-------- Excerpted records
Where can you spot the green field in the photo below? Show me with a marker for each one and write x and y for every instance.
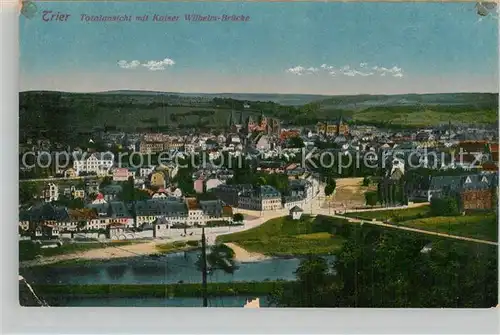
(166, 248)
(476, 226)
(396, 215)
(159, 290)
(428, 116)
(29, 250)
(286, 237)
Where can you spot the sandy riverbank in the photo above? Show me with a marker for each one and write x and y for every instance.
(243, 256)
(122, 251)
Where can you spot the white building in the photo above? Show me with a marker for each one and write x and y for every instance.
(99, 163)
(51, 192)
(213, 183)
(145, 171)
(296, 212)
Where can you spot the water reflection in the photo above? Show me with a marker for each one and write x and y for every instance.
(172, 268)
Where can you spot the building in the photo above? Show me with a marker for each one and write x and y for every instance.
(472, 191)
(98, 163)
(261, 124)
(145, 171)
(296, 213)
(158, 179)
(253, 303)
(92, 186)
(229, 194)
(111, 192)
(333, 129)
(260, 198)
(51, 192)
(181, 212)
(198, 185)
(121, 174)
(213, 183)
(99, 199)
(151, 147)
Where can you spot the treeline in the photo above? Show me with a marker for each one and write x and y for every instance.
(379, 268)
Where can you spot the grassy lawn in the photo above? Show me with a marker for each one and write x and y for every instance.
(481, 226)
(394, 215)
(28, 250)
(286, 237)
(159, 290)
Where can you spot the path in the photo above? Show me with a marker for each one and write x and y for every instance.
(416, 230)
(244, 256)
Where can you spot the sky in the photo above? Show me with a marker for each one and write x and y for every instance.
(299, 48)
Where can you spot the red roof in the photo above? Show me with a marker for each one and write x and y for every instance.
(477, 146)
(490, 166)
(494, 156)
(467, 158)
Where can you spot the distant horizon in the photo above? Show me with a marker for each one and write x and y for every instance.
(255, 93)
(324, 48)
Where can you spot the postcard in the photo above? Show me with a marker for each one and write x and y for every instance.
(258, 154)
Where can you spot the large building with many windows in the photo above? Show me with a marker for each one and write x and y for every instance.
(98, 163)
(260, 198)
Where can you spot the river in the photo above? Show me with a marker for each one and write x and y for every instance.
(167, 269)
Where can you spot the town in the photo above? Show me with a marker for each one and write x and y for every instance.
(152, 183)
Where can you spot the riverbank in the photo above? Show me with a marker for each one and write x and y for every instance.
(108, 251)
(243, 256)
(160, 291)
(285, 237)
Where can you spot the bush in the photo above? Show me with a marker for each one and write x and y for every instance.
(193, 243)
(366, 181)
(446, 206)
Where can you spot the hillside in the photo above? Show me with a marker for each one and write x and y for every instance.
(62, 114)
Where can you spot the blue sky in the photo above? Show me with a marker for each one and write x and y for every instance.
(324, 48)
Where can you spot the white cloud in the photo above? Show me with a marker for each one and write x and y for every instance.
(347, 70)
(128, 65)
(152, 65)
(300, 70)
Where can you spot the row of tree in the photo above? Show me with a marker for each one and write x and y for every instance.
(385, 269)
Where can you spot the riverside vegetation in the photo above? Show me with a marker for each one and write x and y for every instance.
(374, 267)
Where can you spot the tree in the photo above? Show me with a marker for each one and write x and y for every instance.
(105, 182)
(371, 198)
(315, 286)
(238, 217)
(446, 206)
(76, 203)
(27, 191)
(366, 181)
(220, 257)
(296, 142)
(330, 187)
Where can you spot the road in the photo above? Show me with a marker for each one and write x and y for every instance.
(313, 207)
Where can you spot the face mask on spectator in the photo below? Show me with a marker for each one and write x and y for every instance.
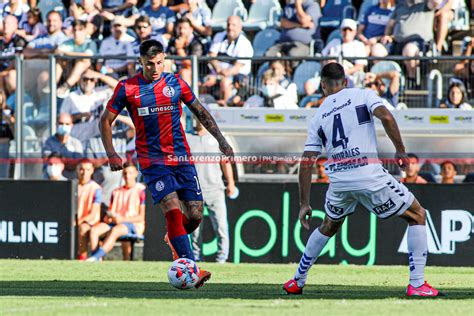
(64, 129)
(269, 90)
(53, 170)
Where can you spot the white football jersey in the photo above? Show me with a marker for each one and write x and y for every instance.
----------------
▶ _Try it_
Since the pictures are not wanted, transcribe the rest of the listing above exactly.

▶ _Exercise response_
Where can you spot the green field in the photo below? Show me with a marker for each one and write x and y for every instance.
(166, 248)
(476, 226)
(396, 215)
(159, 290)
(428, 116)
(29, 250)
(286, 237)
Where can you spot the sandy riverbank in the photo above? Show me with a marker for each one and write x and y for every instance.
(243, 256)
(122, 251)
Where can you spot the white building in the photo above? Show me with a marker for each one and write x and y for every instance.
(99, 163)
(51, 192)
(213, 183)
(145, 171)
(296, 212)
Where can you spot the water reflection in the photo above? Show me with a marker for each one and write x and y for every instance.
(172, 268)
Where can you spot the building in the photo above? Show me with a marker for each one and write x and y for every instance.
(472, 191)
(98, 163)
(261, 124)
(145, 171)
(296, 213)
(158, 179)
(253, 303)
(92, 186)
(229, 194)
(111, 192)
(333, 129)
(260, 198)
(51, 192)
(181, 212)
(198, 185)
(121, 174)
(213, 183)
(99, 199)
(151, 147)
Where can you spot the treeline in the photo above? Show me with a marker for each one and write x and y for every instance.
(379, 268)
Where can you spot the grassy lawn in the photo above? Show me with a marker for each one and write x and y for every instance.
(481, 226)
(394, 215)
(28, 250)
(286, 237)
(159, 290)
Where can you spot the path in the photo above? Show me with a marker for each one and write x and y for every instance.
(416, 230)
(244, 256)
Where can you spot the sky in the photo above? Show me with a marker for each one and write x and y for every instance.
(299, 48)
Where can you spot the red roof in the photo above? Show me with a marker for each one and write x and y for every instance.
(477, 146)
(490, 166)
(494, 156)
(467, 158)
Where can you spot the distant horizon in the photo above? Show me with a marker for each one and write x and y for every instance.
(255, 93)
(324, 48)
Where can you spot the postcard in the photo above? Show me with a marker for each one and write x and y for every instance.
(258, 154)
Where can you spot the large building with many windows in the photo above? Show me with a marker for each one and write x and y for every instance.
(98, 163)
(260, 198)
Where can you spot the river in the photo above? Show me with a marker for each one and write x and y for every instance.
(167, 269)
Where can you spot the town in the photo above? Show me with a marker for each one and write x and y for every instance.
(152, 183)
Where can you spot the riverbank in the photo above? Show me with a marker for each one and write x and y for every instance.
(108, 251)
(243, 256)
(160, 291)
(285, 237)
Where can you spot the bush in the photo above? Show me with a marker for each one and write x and y for every instance.
(193, 243)
(366, 181)
(446, 206)
Where can you spot the hillside in the photo above? Show me with a marker for each one and write x and y for every instance.
(62, 114)
Where can you spot the blue sky in the photo above? Show me with a marker for each one and write x and y for every instance.
(324, 48)
Where can you spot the white cloud in the photo above? Show me with a marker for each one and write x and y for every instance.
(347, 70)
(128, 65)
(152, 65)
(300, 70)
Where can you spot the row of tree in the photo above? Show me with a marker for each one and write x and y for every instance.
(385, 269)
Where can you spot the riverside vegetation in the photo above? Show me with a marker for each one and write x and y for every instance.
(374, 267)
Where can you spot the tree in the photo above? Show me with a marker for each one and write x and y for every instance.
(105, 182)
(371, 198)
(315, 286)
(238, 217)
(446, 206)
(76, 203)
(27, 191)
(366, 181)
(220, 257)
(296, 142)
(330, 187)
Where can you spot the road in the photo above? Show me with a marker for each one and write x and y for every instance.
(313, 207)
Where can you spot the face mask on spectator in the photo below? Show me with a marker for each one and write x and y for every instance.
(64, 129)
(269, 90)
(53, 170)
Where can you spot the white football jersey in the photo above? Show me with a marker for each one and write x and y for every instance.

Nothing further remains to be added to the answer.